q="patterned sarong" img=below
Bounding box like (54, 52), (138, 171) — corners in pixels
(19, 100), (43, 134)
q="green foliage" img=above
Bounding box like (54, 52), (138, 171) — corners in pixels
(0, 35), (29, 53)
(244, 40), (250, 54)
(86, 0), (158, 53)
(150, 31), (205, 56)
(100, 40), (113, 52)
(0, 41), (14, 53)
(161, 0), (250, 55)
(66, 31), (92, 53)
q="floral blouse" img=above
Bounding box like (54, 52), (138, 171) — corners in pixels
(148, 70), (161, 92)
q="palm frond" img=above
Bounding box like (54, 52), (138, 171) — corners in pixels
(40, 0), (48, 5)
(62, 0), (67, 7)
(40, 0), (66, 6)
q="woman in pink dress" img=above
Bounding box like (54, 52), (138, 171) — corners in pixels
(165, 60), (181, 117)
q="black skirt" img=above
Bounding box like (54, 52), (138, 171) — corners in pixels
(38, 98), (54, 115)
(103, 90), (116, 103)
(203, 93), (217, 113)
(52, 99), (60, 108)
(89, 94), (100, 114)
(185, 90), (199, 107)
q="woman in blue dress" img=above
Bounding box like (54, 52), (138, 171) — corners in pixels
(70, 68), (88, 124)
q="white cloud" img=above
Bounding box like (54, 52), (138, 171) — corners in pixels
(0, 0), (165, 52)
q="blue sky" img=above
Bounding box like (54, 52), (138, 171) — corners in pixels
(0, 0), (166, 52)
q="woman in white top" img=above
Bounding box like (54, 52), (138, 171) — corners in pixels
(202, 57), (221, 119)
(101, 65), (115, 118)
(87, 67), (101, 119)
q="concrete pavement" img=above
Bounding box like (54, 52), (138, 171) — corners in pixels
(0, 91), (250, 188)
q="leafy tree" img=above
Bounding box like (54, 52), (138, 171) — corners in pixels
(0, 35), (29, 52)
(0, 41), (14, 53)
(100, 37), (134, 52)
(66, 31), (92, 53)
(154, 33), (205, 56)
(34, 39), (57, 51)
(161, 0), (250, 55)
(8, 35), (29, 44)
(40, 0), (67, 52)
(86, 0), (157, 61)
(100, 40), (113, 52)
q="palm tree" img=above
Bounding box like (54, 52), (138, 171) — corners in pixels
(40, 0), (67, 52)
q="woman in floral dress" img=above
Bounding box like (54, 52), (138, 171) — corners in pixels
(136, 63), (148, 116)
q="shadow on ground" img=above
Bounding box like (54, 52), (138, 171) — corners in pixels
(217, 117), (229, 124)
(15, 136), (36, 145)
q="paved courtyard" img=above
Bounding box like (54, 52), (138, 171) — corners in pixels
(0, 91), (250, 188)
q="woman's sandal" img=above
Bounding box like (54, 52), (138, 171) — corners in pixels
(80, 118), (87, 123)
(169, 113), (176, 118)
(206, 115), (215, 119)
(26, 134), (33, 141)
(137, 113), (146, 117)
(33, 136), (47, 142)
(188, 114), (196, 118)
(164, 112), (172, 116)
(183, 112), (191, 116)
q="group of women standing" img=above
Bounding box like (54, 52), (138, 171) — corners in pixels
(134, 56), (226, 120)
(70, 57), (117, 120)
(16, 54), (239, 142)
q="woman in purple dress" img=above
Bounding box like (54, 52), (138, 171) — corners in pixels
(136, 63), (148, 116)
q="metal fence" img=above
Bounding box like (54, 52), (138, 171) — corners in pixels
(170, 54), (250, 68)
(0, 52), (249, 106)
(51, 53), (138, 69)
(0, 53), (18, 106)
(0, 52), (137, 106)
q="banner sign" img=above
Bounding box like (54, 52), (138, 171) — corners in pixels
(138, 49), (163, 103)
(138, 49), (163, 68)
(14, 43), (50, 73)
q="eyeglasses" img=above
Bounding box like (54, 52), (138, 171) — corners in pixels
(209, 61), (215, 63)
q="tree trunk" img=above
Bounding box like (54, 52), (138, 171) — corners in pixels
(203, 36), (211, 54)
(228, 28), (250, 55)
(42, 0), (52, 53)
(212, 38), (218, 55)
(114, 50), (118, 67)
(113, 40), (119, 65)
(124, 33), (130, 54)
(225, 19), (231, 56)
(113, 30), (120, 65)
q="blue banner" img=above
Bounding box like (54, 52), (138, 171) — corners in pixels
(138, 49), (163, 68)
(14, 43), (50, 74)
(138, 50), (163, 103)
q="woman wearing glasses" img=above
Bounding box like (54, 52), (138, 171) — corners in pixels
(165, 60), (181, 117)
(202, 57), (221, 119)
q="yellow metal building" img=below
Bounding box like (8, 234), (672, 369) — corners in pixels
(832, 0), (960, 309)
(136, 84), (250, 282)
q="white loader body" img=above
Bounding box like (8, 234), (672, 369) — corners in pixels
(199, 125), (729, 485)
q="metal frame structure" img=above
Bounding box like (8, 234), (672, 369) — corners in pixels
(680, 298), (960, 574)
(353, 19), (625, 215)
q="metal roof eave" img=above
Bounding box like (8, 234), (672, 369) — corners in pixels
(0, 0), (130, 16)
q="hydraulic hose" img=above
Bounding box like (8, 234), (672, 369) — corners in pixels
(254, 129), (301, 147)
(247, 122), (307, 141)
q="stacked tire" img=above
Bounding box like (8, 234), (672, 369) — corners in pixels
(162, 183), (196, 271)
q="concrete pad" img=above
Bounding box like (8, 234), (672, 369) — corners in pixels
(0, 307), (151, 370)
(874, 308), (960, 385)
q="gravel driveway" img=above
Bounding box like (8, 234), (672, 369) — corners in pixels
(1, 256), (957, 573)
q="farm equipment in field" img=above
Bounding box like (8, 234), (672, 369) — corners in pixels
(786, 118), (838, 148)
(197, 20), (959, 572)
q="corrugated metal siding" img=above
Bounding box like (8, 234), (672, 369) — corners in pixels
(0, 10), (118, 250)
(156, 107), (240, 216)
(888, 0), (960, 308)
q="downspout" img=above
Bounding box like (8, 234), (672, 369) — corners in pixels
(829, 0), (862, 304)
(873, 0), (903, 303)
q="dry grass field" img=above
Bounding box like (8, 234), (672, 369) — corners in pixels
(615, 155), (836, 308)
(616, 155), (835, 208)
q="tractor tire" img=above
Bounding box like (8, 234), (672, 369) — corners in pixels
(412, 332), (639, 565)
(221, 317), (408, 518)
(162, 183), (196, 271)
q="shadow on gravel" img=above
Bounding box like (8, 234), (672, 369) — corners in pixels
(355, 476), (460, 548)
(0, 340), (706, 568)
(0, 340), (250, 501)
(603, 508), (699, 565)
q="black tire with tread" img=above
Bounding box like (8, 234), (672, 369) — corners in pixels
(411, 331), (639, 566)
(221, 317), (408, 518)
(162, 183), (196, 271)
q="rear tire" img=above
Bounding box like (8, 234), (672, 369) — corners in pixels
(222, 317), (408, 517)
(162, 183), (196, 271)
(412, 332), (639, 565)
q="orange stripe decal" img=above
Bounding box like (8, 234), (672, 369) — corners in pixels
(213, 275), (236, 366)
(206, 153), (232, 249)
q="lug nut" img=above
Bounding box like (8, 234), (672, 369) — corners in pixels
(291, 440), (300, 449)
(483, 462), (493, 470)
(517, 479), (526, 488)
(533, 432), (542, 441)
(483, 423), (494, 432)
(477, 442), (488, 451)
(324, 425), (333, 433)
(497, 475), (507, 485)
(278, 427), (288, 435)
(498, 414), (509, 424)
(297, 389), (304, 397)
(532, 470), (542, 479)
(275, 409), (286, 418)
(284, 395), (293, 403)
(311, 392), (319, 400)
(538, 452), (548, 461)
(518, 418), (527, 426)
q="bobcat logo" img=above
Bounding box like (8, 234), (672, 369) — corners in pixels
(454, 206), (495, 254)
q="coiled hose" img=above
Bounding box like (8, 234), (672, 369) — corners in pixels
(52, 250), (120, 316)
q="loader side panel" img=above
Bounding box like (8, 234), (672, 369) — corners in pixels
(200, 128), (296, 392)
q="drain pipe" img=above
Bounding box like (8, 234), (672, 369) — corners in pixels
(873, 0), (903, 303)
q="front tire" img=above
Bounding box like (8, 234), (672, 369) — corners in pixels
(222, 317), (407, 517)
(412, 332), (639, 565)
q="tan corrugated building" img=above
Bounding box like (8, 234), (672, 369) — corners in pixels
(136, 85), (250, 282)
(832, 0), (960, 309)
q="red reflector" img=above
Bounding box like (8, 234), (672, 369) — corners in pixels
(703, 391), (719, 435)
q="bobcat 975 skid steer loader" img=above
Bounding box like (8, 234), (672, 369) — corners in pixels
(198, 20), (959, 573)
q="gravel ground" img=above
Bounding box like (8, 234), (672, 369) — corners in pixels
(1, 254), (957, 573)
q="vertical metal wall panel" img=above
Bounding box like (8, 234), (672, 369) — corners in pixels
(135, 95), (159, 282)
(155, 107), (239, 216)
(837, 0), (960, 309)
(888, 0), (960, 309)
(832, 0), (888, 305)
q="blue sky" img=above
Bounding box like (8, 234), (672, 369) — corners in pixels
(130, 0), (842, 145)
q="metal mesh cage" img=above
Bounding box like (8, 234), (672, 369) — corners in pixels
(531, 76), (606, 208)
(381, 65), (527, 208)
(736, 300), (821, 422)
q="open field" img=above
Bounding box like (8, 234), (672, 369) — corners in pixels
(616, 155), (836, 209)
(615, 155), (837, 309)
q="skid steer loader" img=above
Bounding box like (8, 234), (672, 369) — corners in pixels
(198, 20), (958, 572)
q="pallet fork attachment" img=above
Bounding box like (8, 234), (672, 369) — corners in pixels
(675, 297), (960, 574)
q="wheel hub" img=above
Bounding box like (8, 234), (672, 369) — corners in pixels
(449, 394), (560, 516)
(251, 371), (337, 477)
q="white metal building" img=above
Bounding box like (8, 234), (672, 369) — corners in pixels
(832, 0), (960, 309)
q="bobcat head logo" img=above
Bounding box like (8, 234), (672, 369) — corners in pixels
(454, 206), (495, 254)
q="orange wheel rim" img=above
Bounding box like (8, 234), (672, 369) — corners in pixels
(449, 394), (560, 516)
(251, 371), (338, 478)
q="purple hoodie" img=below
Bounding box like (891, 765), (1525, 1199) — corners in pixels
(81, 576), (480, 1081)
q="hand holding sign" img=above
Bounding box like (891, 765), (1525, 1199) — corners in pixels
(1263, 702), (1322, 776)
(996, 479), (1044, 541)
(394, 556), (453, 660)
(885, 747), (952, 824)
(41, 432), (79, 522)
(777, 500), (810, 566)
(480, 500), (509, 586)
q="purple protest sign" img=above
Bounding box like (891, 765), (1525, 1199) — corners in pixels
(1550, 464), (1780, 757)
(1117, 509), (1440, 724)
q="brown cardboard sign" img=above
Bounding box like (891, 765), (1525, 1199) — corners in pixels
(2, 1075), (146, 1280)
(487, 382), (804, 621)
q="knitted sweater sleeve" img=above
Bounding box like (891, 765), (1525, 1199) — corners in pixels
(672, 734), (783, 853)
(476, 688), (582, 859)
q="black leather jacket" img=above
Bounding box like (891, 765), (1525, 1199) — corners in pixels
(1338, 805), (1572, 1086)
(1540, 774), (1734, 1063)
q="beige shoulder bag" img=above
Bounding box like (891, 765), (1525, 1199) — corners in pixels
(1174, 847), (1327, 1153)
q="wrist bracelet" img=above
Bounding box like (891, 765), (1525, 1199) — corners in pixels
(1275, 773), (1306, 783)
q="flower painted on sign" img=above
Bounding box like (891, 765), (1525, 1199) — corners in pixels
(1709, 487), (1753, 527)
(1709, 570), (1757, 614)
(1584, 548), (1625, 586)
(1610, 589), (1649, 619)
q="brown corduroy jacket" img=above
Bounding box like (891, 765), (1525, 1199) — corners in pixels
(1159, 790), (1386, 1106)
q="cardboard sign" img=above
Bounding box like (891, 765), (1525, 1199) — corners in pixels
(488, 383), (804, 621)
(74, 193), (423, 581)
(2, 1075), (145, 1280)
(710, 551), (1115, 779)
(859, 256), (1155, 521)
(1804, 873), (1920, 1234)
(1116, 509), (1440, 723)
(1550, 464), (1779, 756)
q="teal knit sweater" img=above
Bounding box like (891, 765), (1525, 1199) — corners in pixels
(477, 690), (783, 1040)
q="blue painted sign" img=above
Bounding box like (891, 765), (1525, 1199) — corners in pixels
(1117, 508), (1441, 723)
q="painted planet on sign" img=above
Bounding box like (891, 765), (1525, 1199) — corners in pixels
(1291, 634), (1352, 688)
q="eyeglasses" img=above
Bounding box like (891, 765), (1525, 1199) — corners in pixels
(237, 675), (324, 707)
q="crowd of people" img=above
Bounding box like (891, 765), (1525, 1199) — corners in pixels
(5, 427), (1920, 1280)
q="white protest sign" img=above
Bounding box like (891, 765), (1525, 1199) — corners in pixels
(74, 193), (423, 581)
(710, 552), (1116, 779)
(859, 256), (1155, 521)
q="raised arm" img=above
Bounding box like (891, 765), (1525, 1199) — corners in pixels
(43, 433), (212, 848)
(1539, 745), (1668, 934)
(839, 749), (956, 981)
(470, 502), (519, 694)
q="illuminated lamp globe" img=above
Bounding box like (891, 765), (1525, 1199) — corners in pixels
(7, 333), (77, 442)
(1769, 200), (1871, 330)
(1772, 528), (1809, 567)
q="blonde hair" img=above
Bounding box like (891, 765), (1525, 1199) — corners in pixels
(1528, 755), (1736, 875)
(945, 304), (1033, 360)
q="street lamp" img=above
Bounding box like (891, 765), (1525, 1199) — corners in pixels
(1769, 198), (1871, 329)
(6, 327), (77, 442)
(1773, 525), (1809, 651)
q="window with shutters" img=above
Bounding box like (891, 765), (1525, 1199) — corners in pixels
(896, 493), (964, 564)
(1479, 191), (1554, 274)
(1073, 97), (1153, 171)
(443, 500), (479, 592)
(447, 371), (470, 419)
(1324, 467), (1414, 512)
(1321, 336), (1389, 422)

══════════════════════════════

▶ [YOUR OBJECTIVE]
Within the records above, count the lines that hold the word "skid" and give only that number.

▶ [TASK OUTPUT]
2